Given request
Put every line of the listing below into a JSON list of strings, one string per line, skipping any blank lines.

[Collection listing]
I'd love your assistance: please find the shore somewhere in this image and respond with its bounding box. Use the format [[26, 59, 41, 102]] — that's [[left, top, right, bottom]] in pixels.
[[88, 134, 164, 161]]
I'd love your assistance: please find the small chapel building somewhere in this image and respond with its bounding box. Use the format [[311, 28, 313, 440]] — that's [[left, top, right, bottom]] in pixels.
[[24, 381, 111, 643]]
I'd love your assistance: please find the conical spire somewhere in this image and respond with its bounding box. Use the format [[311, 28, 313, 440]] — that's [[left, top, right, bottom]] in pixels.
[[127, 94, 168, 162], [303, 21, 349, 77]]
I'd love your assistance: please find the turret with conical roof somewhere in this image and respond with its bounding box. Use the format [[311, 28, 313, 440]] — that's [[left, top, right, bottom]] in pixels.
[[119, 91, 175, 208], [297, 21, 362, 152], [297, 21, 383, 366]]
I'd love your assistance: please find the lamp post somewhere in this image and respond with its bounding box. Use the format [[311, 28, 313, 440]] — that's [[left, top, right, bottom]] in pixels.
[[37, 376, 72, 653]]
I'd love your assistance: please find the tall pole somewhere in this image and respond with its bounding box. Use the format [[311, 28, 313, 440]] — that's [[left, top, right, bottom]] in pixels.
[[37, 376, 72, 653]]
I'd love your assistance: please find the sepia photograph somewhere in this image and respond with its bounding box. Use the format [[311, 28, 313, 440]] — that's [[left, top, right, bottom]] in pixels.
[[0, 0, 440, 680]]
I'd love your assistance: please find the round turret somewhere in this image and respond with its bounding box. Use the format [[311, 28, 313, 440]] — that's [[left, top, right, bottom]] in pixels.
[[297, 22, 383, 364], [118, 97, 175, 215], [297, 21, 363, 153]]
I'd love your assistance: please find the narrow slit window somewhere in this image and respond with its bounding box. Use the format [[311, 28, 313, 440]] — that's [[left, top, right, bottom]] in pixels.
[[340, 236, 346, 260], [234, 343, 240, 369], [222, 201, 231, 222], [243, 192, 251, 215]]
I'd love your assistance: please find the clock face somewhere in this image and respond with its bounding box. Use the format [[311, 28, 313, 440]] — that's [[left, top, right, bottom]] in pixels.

Written reply
[
  "I'd love your assistance: please find the shore somewhere in this image and respond with its bounding box. Use the format [[26, 59, 41, 102]] — that's [[left, top, right, bottom]] in pixels.",
  "[[88, 134, 164, 161]]",
  "I'd love your assistance: please find the small chapel building somewhere in this image and respond with its bounding box. Use the format [[311, 28, 313, 440]] — that's [[left, top, right, bottom]] in pixels.",
  "[[24, 381, 111, 643]]",
  "I'd love your assistance: please find the conical spire somewhere in this image and respond with its bounding box. Use the format [[311, 28, 313, 440]] — that's [[left, top, right, bottom]] in pixels.",
  "[[127, 94, 168, 162], [303, 21, 349, 77]]",
  "I'd love your assistance: please find the turret with conical roof somewhere in this image and respond with its bounding box. Use the format [[311, 28, 313, 440]] — that's [[left, top, right, bottom]] in pixels.",
  "[[119, 91, 175, 208], [297, 21, 362, 152], [297, 21, 383, 366]]",
  "I'd love your assistance: please find the lamp post somewhere in this image and respond with its bounding box. Use the format [[311, 28, 313, 440]] — that's [[left, top, right, bottom]] in pixels.",
  "[[37, 376, 72, 653]]",
  "I'd love your assistance: please find the tall pole somewhere in this image and respond with its bounding box. Use the format [[311, 28, 313, 440]] — that's [[left, top, right, bottom]] in pixels.",
  "[[37, 376, 72, 653]]",
  "I'd love your assistance: please find the sepia photograph somewhere in this image and respond with its bounding box. Use the format [[311, 28, 313, 440]] — that's [[left, top, right, bottom]] in pixels.",
  "[[0, 0, 440, 680]]",
  "I'd love your assistance: please find the round turret somewhere in this image and respond with its bounding box. Use the format [[311, 28, 313, 440]] — that's [[left, top, right, bottom]] in pixels.",
  "[[297, 22, 383, 364], [118, 97, 175, 215], [297, 21, 363, 153]]",
  "I'd love your assistance: please find the narrow slit window somewhere in this image and respond with its bounding box. Use the format [[311, 28, 313, 440]] — that's [[left, top, right, bottom]] in pixels.",
  "[[340, 236, 346, 260], [234, 343, 240, 369], [222, 201, 231, 222], [243, 192, 251, 215]]",
  "I'd love your assistance: please find the clock face somewhere in this image and respond with its bounding box. Use the format [[311, 28, 313, 440]] — that's [[left, top, right, bottom]] in pixels."
]